Natural-language object grounding data:
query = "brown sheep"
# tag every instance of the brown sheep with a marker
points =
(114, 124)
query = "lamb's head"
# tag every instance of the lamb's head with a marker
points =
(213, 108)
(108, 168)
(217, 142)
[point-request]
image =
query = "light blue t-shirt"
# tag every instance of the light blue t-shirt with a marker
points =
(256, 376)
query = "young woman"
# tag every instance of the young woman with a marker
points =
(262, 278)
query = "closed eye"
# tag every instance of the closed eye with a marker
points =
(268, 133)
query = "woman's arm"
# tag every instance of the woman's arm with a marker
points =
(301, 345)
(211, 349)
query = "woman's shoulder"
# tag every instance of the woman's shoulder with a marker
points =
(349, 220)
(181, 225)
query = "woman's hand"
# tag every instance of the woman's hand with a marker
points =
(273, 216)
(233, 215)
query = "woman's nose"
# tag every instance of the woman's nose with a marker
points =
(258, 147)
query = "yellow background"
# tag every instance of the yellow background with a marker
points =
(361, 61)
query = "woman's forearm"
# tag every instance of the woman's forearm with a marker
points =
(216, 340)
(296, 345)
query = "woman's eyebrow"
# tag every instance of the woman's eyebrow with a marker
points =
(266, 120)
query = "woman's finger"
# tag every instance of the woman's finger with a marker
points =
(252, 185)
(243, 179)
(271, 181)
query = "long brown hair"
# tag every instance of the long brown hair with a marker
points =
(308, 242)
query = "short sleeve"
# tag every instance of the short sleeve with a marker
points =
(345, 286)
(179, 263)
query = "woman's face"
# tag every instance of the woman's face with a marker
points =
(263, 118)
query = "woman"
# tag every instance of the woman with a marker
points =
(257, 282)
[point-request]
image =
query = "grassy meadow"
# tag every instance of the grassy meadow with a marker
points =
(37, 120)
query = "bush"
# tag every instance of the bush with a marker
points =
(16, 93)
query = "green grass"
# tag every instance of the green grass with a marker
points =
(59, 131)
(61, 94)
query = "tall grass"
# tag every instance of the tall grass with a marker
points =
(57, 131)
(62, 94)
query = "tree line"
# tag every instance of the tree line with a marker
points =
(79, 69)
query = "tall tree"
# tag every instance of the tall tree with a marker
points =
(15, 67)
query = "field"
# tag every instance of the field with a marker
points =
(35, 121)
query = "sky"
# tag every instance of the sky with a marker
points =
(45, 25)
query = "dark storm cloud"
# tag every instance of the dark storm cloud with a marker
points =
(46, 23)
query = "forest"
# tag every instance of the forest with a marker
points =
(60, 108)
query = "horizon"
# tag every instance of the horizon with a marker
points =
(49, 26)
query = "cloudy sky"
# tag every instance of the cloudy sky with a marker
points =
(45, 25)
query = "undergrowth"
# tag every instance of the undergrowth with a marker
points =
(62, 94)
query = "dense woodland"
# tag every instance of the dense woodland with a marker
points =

> Exercise aim: A single number is the whole answer: the tally of lines in the entries that hold "storm".

> Output for this exercise: 2